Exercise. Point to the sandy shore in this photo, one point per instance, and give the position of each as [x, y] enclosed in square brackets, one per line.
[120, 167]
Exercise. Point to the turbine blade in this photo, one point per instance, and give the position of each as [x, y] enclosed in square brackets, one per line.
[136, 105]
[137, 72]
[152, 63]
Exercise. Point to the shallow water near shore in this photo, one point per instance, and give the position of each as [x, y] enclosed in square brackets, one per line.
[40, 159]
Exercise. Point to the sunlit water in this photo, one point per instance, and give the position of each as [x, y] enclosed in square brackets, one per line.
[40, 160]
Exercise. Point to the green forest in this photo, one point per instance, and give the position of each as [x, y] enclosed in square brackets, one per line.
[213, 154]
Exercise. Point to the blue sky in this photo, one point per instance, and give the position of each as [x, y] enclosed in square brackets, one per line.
☆ ☆ ☆ ☆ ☆
EXERCISE AIM.
Convert every line of the entries above into one numbered list, dropping any blank lines.

SOLUTION TO THIS PROBLEM.
1. Exercise. Point to the sandy shore in this photo, one point per instance, and give the position of each as [x, y] enclosed in square brackets, one per line.
2. [120, 167]
3. Exercise. Point to the turbine blade in this photo, one point per instance, and give the position of each as [x, y] enclosed in square brackets, one per line.
4. [136, 105]
5. [137, 72]
6. [152, 63]
7. Exercise. Point to the shallow water near shore in this photo, one point per instance, and give the position of each as [x, y] enclosed in square brackets, one per line.
8. [40, 159]
9. Exercise. Point to the sunlit water in this photo, one point per instance, and give the position of each as [x, y] enclosed in square brackets, one per line.
10. [40, 160]
11. Exercise. Point to the green forest in this photo, one point per instance, and give the position of each as [x, y] enclosed in square brackets, one per line.
12. [213, 154]
13. Exercise. Point to the blue sky in this photo, one point per instance, and give the position of each as [x, y] enclosed in square brackets, one per line.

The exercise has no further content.